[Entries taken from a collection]
-- Opening Marker --
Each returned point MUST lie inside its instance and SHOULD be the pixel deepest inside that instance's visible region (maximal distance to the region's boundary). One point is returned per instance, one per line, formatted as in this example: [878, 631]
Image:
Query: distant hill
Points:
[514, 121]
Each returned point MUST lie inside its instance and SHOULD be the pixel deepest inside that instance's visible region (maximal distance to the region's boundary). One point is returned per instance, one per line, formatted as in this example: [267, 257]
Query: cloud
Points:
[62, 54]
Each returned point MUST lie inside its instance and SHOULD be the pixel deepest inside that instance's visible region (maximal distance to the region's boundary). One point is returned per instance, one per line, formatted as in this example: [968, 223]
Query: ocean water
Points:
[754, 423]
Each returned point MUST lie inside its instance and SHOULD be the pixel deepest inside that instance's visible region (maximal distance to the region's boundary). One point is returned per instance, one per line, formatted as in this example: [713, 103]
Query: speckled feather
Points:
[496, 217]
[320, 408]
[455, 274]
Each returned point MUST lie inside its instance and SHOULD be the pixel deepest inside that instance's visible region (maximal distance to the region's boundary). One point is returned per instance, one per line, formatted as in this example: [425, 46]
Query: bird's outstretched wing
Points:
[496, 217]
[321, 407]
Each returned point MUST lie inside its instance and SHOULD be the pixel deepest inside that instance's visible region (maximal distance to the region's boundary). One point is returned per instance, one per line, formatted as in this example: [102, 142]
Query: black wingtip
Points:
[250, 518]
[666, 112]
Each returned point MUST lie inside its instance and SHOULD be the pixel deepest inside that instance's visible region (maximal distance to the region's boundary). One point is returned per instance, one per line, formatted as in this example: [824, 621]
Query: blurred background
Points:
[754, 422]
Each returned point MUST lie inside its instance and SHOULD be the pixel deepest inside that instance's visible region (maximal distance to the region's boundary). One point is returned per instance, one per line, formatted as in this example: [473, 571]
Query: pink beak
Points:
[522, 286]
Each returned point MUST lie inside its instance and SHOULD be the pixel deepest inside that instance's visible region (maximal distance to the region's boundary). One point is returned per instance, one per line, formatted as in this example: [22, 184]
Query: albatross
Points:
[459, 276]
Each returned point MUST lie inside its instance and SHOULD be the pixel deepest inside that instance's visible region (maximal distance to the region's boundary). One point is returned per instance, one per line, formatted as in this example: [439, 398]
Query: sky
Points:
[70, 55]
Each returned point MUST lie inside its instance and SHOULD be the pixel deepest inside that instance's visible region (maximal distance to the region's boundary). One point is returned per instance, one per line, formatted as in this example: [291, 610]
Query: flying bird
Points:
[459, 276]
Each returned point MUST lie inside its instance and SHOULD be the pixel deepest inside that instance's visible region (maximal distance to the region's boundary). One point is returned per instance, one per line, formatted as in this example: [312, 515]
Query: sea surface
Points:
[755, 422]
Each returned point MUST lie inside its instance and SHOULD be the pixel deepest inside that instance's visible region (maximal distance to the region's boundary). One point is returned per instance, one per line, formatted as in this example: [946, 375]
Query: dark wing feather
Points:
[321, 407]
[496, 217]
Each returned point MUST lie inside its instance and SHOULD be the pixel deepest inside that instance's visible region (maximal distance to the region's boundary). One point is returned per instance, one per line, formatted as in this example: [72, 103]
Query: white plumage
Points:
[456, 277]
-- Closing Marker --
-- Exercise directions --
Output all of the data exactly.

-- Exercise response --
Each returned point MUST lie inside its instance and SHOULD be the pixel deepest inside that instance's visible region (maximal distance to the region's boundary). One point is returned per instance, one per line, formatted as in this example: [878, 631]
Image:
Query: distant hill
Points:
[514, 121]
Each returned point MUST lie inside its instance and SHOULD be the pixel deepest inside that instance's visible region (maximal distance to the region's boundary). One point is returned per instance, one per line, formatted as in this example: [267, 257]
Query: cloud
Points:
[62, 54]
Each returned point MUST lie inside its instance and SHOULD be the pixel deepest inside that instance's visible region (maximal distance to the region's boundary). One point is returned per instance, one per line, formatted as in this example: [968, 223]
Query: ocean water
Points:
[754, 423]
Each returned point MUST lie inside its instance and SHOULD be the pixel deepest inside that instance's visible region (maximal distance to the region's boundary). One point is returned per instance, one per line, formatted as in this example: [713, 103]
Query: speckled feather
Points:
[496, 217]
[320, 408]
[455, 274]
Each returned point MUST lie inside its instance and SHOULD be the pixel deepest inside that instance's visible region (maximal distance to the region's boundary). One point is returned per instance, one per line, formatted as in this example: [425, 46]
Query: bird's outstretched wing
Points:
[496, 217]
[321, 407]
Each returned point MUST lie inside its instance and SHOULD be the pixel deepest inside that instance's visible region (maximal distance to the region's boundary). One point is returned per instance, one per line, formatted as in this example: [102, 142]
Query: black wingtip
Points:
[250, 518]
[666, 112]
Each returned point MUST lie inside its instance and SHOULD be the pixel deepest inside that instance's visible region (maximal distance to the region's boundary). One point is returned per instance, one per line, formatted as in this example: [824, 621]
Query: blurred background
Points:
[754, 422]
Each returned point MUST lie inside its instance and SHOULD be the pixel deepest inside that instance's visible region (maximal distance to the region's boundary). One point is returned per instance, one per line, formatted as in this example: [473, 571]
Query: pink beak
Points:
[522, 286]
Each returned point MUST lie inside its instance and SHOULD be the pixel deepest inside that instance's visible region (maximal distance to the region's boundary). One point is returned per instance, one per line, formatted as in this example: [22, 184]
Query: albatross
Points:
[459, 276]
Each returned point MUST lie inside its instance and SHOULD be the pixel deepest inside that instance's visible region (maximal distance to the region's boundary). One point is returned per instance, one per line, formatted as in this example: [439, 398]
Query: sky
Points:
[70, 55]
Each returned point MUST lie inside its instance and SHOULD be the pixel deepest inside that instance's visible region (maximal distance to the region's boundary). One point is returned per instance, one per line, formatted as in this example: [291, 610]
Query: flying bird
Points:
[459, 276]
Each returned point MUST lie inside its instance and SHOULD be the pixel deepest inside that instance's visible region (maximal distance to the region's boundary). One point is returned per instance, one per line, formatted as in this example: [312, 515]
Query: sea surface
Points:
[755, 422]
Each returned point MUST lie inside its instance and SHOULD be the pixel deepest inside that instance's visible region (maximal distance to the region's boundary). One point is returned per instance, one per line, formatted as in this example: [946, 375]
Query: dark wing feather
Points:
[321, 407]
[496, 217]
Each returned point MUST lie inside its instance and SHOULD be the pixel deepest inside that instance's visible region (maximal distance to the region's boundary). One point is returned per instance, one per line, formatted as in this example: [72, 103]
Query: white plumage
Points:
[456, 277]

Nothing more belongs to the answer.